═══ Data for this exercise

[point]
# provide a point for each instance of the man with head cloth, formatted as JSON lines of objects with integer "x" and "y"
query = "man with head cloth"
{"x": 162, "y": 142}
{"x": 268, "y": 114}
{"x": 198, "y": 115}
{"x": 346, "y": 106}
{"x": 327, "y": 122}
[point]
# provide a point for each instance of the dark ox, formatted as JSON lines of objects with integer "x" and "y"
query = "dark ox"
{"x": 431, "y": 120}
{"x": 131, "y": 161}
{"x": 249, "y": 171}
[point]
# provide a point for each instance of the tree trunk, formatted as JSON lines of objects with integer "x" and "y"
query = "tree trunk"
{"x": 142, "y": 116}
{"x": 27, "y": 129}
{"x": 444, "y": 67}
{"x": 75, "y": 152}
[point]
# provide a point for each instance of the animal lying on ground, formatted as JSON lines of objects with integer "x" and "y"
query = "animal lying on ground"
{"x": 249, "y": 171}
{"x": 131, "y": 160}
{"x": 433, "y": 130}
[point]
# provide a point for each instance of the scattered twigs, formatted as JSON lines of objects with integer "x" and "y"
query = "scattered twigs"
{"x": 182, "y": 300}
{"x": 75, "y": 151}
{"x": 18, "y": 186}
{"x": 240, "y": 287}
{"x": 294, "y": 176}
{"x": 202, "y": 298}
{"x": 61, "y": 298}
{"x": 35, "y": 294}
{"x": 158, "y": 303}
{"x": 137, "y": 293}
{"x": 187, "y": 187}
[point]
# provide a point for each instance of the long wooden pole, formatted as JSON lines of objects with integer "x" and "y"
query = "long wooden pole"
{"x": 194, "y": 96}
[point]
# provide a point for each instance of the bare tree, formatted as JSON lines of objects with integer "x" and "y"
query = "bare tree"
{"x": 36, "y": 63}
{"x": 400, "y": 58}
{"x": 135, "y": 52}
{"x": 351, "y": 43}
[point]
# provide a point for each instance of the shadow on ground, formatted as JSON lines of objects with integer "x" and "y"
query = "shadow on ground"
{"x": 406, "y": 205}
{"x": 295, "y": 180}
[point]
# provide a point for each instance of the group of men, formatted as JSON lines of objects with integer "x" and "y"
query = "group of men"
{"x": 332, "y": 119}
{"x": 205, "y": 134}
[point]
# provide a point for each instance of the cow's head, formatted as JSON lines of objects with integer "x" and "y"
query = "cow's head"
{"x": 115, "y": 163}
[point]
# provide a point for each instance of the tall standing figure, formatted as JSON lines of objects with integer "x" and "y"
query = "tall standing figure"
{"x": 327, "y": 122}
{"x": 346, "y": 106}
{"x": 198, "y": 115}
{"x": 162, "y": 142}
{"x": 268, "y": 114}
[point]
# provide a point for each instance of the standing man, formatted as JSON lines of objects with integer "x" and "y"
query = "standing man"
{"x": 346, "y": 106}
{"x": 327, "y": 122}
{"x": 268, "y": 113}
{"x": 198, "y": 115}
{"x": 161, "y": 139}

══════

**Exercise details:** Looking at the records above, please output exactly the lines that run from the one holding "# provide a point for each instance of the shadow" to the final line, and only those.

**Exercise result:**
# provide a point for each instance of the shadow on ground, formatted as JSON lines of objects with integer "x" and "y"
query = "shadow on ground"
{"x": 406, "y": 205}
{"x": 295, "y": 180}
[point]
# provide a point for each instance of the group of men, formatted as JSON lines of objects with integer "x" and "y"
query = "group of men"
{"x": 332, "y": 119}
{"x": 205, "y": 134}
[point]
# provide a point for each instance of the cow's head, formatted as JSON lines of objects with integer "x" and "y"
query = "cow's head"
{"x": 115, "y": 163}
[point]
# provide a point for each instance of the tall standing figure, formatted as JSON lines of objects with integer "x" and "y"
query = "tall standing figure"
{"x": 327, "y": 122}
{"x": 346, "y": 106}
{"x": 198, "y": 115}
{"x": 162, "y": 142}
{"x": 268, "y": 114}
[point]
# provide a point for each instance of the standing man, formatted as JSON lines of objects with integer "x" and "y"
query = "standing man"
{"x": 346, "y": 106}
{"x": 327, "y": 122}
{"x": 268, "y": 113}
{"x": 198, "y": 115}
{"x": 161, "y": 139}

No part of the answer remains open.